— Begin DATA EXTRACT —

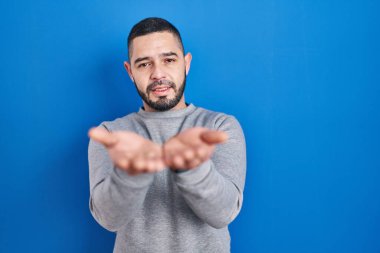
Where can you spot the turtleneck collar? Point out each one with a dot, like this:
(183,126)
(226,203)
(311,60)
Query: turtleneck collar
(167,114)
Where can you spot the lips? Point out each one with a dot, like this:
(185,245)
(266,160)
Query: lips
(161,90)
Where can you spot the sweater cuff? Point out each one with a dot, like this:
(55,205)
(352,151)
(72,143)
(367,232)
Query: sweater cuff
(193,176)
(138,181)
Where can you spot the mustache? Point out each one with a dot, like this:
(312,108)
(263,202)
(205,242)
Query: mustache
(161,82)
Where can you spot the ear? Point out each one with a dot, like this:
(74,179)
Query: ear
(188,58)
(128,68)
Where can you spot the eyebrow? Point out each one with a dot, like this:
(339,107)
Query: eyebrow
(161,55)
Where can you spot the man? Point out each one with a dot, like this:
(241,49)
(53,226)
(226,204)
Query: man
(158,177)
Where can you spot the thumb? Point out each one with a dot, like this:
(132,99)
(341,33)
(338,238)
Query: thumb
(103,136)
(214,137)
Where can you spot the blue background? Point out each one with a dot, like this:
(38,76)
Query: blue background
(302,77)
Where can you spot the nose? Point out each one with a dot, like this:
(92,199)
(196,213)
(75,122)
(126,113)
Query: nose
(157,72)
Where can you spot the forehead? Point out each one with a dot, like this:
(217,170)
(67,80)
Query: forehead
(154,44)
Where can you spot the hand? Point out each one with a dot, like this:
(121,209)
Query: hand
(130,151)
(191,147)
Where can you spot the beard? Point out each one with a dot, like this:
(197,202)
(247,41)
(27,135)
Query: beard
(163,103)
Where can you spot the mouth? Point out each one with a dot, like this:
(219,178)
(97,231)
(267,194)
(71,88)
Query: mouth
(161,90)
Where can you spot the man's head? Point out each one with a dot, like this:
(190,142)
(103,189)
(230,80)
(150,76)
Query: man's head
(157,64)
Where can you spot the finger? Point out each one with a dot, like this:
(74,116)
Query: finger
(178,162)
(123,164)
(188,154)
(139,164)
(103,136)
(214,137)
(193,163)
(201,152)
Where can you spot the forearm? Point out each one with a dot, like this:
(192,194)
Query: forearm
(213,198)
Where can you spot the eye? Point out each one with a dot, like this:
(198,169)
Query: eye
(170,60)
(143,65)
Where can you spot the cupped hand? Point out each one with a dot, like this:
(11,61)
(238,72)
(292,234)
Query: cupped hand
(191,147)
(129,151)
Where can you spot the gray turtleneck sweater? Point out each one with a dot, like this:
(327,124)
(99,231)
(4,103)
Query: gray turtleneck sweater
(168,211)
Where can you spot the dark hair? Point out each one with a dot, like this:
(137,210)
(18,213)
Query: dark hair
(151,25)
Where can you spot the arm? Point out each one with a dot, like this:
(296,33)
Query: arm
(214,189)
(115,195)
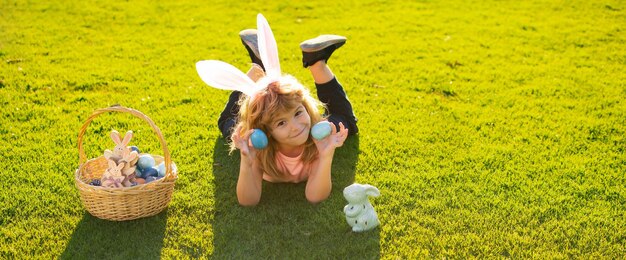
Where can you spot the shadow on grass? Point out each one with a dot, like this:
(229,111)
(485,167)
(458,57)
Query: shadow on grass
(94,238)
(285,224)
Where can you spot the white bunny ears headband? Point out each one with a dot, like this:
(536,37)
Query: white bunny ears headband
(221,75)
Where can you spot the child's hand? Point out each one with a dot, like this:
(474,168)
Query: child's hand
(243,143)
(336,138)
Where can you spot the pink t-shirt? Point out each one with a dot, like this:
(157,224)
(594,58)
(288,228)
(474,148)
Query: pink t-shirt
(295,169)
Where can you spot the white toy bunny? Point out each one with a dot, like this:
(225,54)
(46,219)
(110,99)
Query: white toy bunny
(360,213)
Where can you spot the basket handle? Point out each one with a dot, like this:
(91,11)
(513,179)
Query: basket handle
(136,113)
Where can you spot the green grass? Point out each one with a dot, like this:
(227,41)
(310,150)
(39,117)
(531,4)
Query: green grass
(492,128)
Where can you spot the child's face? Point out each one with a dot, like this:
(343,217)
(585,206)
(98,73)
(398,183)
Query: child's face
(291,128)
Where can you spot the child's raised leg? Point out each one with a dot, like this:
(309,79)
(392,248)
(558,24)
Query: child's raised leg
(228,117)
(315,55)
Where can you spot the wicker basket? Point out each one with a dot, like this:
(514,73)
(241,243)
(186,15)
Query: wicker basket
(128,202)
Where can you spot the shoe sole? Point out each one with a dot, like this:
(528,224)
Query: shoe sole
(321,42)
(249,37)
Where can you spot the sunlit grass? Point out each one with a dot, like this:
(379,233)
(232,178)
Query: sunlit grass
(492,129)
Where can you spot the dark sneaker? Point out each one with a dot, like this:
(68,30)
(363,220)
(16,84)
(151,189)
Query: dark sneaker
(320,48)
(249,40)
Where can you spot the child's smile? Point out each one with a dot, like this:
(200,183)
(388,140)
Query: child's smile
(291,128)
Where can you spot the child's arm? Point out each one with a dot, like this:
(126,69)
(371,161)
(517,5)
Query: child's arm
(250,176)
(319,185)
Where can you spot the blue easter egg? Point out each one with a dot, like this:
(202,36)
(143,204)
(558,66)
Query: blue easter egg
(258,139)
(161,169)
(145,161)
(321,130)
(135,148)
(147,172)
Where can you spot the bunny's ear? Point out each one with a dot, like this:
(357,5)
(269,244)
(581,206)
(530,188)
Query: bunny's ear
(111,164)
(267,47)
(371,190)
(115,135)
(127,137)
(221,75)
(120,166)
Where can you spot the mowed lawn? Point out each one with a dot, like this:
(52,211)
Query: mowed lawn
(493,129)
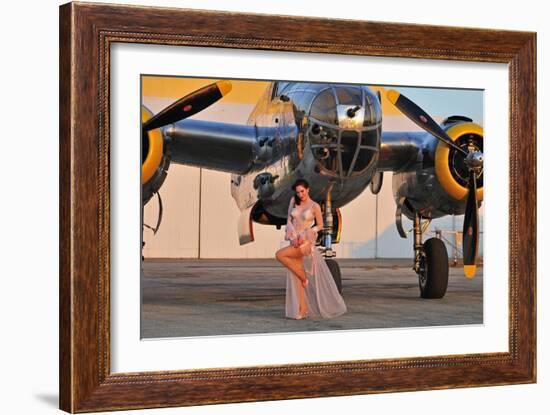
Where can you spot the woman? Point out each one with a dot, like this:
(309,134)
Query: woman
(310,288)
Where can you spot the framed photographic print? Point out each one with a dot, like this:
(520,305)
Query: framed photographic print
(256,214)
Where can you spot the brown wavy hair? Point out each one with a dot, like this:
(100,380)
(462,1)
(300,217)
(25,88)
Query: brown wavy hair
(299,182)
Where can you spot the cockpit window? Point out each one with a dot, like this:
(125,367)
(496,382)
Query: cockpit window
(349,96)
(324,107)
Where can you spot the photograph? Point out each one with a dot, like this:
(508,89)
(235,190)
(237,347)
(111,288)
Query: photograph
(344,206)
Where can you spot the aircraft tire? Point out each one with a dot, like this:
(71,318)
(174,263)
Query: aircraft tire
(434,278)
(336,274)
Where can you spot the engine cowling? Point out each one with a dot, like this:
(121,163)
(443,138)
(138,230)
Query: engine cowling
(449,166)
(155,158)
(436,183)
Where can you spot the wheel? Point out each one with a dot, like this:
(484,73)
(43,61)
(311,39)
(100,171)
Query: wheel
(335,271)
(433,277)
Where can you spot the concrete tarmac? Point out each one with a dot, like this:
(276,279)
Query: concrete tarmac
(206,297)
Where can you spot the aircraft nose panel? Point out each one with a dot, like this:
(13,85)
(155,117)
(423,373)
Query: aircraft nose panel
(344,128)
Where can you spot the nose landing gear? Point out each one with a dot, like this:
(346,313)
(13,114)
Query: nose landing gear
(431,263)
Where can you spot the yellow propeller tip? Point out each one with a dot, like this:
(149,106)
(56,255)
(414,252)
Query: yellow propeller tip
(470,271)
(224,87)
(393,96)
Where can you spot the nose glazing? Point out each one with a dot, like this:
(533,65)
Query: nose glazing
(344,130)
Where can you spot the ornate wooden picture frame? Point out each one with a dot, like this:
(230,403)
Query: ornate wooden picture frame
(87,31)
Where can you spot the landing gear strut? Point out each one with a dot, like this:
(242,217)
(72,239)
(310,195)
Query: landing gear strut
(431,263)
(328,253)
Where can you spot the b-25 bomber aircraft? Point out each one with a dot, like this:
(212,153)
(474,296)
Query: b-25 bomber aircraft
(331,135)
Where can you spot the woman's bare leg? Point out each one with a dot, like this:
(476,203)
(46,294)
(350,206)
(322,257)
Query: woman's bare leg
(292,258)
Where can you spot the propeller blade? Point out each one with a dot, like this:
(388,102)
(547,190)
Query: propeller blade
(470,234)
(421,118)
(189,105)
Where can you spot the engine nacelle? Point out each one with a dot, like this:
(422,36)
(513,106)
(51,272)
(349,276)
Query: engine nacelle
(437,183)
(449,166)
(155,159)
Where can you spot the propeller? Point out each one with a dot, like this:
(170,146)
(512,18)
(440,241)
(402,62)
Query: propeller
(473,160)
(188,105)
(421,118)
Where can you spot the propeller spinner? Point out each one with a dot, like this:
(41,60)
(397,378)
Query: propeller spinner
(472,159)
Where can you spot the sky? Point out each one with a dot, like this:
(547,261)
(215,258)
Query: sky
(438,102)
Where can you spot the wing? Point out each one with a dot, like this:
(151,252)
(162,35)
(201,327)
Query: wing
(171,136)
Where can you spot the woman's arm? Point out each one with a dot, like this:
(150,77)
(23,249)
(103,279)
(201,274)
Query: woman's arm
(318,218)
(290,232)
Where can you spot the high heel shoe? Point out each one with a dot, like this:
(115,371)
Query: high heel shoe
(302,316)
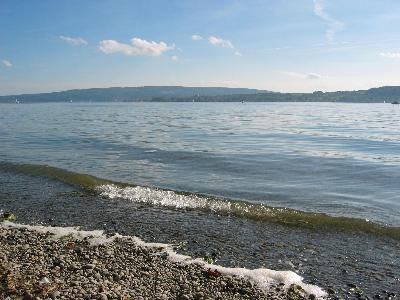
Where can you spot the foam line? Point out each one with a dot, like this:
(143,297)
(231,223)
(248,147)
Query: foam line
(262,277)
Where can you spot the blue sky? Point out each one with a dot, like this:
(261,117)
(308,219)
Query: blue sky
(279,45)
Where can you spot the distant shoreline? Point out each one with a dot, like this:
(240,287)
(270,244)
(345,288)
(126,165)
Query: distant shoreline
(386,94)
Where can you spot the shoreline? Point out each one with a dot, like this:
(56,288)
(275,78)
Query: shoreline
(66,263)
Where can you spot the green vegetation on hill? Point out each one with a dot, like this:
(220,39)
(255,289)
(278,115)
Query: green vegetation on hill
(206,94)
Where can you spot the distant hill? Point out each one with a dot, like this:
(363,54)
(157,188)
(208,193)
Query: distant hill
(127,94)
(205,94)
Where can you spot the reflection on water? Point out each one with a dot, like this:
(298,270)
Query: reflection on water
(342,159)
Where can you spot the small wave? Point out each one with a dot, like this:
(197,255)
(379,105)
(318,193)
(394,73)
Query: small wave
(184,200)
(255,211)
(261,277)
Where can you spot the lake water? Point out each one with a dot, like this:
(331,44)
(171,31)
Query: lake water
(329,165)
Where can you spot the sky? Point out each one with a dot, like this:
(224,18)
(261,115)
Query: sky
(276,45)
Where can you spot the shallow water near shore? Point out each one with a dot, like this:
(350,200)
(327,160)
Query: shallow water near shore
(309,187)
(328,259)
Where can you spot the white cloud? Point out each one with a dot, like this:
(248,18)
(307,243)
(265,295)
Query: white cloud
(216,41)
(73,41)
(196,37)
(333,25)
(390,54)
(138,47)
(303,75)
(7,63)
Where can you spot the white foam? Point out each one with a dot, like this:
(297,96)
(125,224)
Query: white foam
(159,197)
(263,278)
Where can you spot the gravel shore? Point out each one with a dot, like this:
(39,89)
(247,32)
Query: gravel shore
(41,265)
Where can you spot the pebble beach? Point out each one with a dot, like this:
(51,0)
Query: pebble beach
(46,265)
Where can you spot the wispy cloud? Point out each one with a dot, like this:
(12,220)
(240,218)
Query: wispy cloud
(333,25)
(303,75)
(7,63)
(137,47)
(196,37)
(73,41)
(216,41)
(390,54)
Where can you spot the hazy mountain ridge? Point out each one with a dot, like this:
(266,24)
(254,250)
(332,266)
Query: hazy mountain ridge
(127,94)
(205,94)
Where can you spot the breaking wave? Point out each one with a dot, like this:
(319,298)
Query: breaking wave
(189,201)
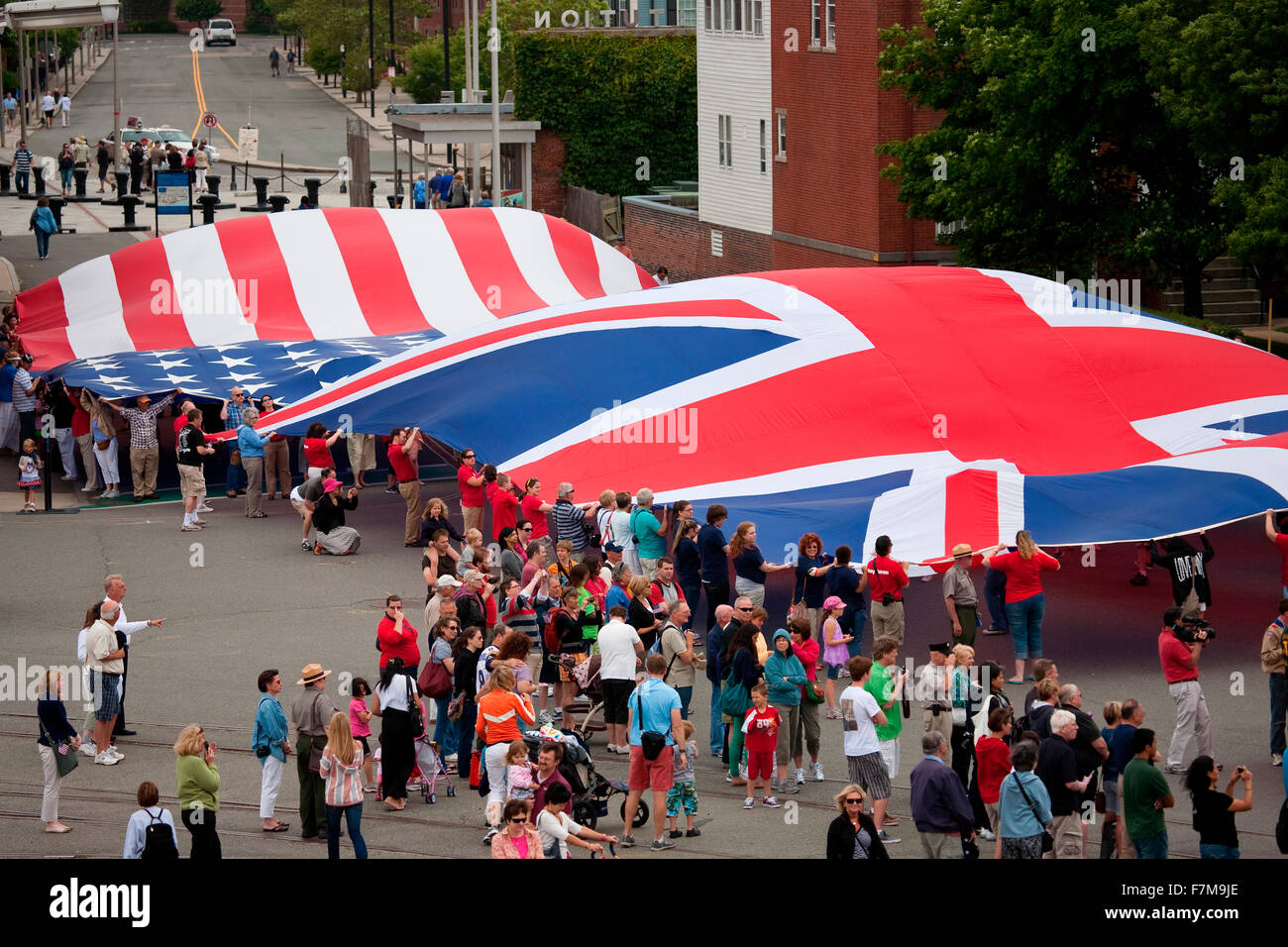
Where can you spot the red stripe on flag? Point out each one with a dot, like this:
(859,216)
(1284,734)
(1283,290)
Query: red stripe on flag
(384,294)
(576,253)
(970,509)
(252,253)
(44,325)
(489,263)
(138,270)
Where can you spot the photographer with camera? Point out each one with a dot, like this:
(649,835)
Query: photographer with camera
(1179,647)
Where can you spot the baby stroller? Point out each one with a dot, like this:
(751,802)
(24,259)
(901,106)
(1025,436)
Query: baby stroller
(590,795)
(589,686)
(432,770)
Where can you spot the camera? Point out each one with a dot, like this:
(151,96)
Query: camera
(1193,629)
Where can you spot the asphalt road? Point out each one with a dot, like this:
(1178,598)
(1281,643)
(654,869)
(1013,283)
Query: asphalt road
(156,82)
(241,596)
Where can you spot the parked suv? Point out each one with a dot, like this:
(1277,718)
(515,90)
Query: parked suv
(220,31)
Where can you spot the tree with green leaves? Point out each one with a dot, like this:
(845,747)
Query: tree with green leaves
(197,11)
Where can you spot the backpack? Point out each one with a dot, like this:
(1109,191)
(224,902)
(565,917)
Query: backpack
(159,839)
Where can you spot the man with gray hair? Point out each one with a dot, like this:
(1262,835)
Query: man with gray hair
(572,521)
(939,805)
(1057,770)
(649,532)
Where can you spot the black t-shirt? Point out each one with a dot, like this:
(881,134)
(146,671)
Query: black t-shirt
(1214,819)
(189,440)
(1056,766)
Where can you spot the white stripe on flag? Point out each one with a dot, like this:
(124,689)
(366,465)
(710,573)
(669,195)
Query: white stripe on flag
(434,272)
(204,287)
(318,277)
(529,241)
(95,321)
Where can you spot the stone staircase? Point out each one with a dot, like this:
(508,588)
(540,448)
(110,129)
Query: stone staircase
(1231,294)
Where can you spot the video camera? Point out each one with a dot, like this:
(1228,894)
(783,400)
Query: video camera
(1193,629)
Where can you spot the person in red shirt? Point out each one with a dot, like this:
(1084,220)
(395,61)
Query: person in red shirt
(505,504)
(403,447)
(887,581)
(473,491)
(1025,602)
(397,638)
(1280,541)
(533,508)
(992,764)
(1180,661)
(761,725)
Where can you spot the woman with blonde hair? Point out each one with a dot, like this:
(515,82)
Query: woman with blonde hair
(498,714)
(748,565)
(1025,602)
(56,740)
(342,770)
(853,834)
(197,780)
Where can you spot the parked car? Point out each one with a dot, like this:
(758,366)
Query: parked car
(220,31)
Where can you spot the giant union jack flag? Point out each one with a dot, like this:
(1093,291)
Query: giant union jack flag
(935,405)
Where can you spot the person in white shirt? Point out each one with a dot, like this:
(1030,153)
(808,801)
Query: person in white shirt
(114,586)
(150,812)
(619,654)
(557,830)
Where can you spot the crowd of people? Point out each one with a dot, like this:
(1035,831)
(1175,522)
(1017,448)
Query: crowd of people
(509,626)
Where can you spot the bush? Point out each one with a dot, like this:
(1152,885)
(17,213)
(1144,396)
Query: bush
(635,98)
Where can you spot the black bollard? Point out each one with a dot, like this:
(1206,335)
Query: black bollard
(209,202)
(213,187)
(129,202)
(261,196)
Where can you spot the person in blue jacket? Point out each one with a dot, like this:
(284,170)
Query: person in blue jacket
(270,744)
(785,677)
(252,447)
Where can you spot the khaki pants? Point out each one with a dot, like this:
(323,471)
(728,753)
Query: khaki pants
(411,495)
(1068,831)
(143,470)
(888,620)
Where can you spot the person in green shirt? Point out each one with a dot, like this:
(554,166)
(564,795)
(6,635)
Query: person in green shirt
(887,686)
(1144,796)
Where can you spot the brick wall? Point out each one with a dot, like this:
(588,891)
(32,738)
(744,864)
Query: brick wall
(548,158)
(661,236)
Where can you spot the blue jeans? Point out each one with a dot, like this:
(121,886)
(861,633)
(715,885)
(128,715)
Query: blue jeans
(1278,711)
(1025,621)
(1218,852)
(716,736)
(445,731)
(236,478)
(353,819)
(1153,847)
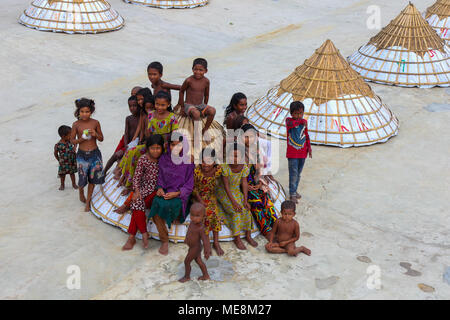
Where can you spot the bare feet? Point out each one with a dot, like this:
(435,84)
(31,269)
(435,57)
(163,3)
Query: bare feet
(125,192)
(184,279)
(130,243)
(218,249)
(122,209)
(238,242)
(251,242)
(204,277)
(164,250)
(145,240)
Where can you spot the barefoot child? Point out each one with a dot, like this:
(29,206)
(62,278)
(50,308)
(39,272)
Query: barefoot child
(205,182)
(144,185)
(233,203)
(154,73)
(197,94)
(131,123)
(286,232)
(194,237)
(298,146)
(64,152)
(85,132)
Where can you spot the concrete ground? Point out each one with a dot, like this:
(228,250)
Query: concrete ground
(378,212)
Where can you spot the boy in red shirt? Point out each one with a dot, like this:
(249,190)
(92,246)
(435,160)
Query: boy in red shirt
(298,146)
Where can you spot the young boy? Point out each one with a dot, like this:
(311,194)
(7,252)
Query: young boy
(194,237)
(155,72)
(85,132)
(197,94)
(131,124)
(64,152)
(298,146)
(285,232)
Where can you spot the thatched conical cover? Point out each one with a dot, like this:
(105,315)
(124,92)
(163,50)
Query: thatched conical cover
(166,4)
(438,16)
(71,16)
(407,52)
(341,109)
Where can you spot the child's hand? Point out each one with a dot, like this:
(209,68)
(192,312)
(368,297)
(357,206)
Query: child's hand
(207,254)
(236,206)
(160,192)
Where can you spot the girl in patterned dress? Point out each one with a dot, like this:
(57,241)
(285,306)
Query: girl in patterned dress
(161,121)
(206,177)
(64,152)
(233,203)
(144,185)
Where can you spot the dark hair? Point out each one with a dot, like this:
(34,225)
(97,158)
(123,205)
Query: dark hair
(296,106)
(64,130)
(288,204)
(154,139)
(81,103)
(155,65)
(233,102)
(200,61)
(237,123)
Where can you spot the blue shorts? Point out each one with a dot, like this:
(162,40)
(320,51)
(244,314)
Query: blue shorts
(90,167)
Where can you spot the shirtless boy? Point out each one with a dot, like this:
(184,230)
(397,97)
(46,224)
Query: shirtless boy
(197,94)
(85,132)
(285,232)
(194,237)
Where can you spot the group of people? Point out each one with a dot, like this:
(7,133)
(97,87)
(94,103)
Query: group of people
(213,193)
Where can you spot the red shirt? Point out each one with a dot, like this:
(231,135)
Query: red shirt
(297,138)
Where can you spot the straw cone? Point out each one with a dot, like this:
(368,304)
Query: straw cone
(71,16)
(166,4)
(341,109)
(407,52)
(438,16)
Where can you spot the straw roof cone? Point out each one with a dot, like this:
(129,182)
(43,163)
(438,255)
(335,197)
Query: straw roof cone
(340,107)
(72,16)
(407,52)
(438,16)
(166,4)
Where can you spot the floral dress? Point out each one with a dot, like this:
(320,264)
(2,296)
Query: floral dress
(236,221)
(144,180)
(205,188)
(131,157)
(261,205)
(67,158)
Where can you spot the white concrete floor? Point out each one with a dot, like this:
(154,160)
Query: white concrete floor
(387,202)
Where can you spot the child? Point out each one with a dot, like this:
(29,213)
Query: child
(194,237)
(298,146)
(131,124)
(64,152)
(237,107)
(233,203)
(286,232)
(89,157)
(144,185)
(174,187)
(205,182)
(154,72)
(197,94)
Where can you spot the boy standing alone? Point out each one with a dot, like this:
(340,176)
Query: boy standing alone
(298,146)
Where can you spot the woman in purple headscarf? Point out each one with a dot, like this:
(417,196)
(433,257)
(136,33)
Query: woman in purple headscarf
(174,187)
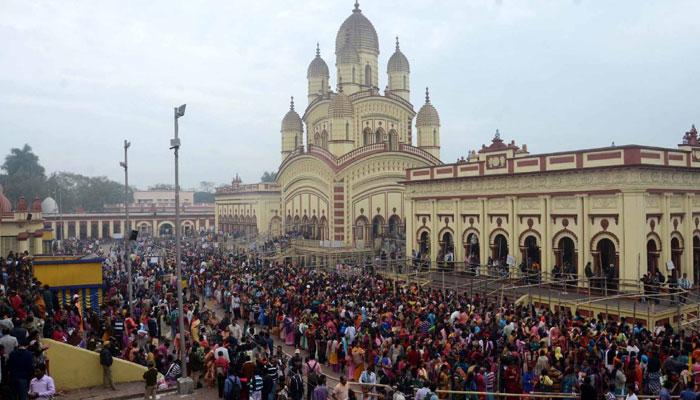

— End DATA EXTRACT —

### GOAL
Gather every line in the entries above that contains the string "cone" and copy each one. Uppercase and lowercase letters count as different.

### ANSWER IN FULL
Where can you spot the straw cone? Point out each one with a dot, like this:
Query: straw cone
Where can you spot the straw roof cone? Point out each one with a dot, like this:
Query: straw roof cone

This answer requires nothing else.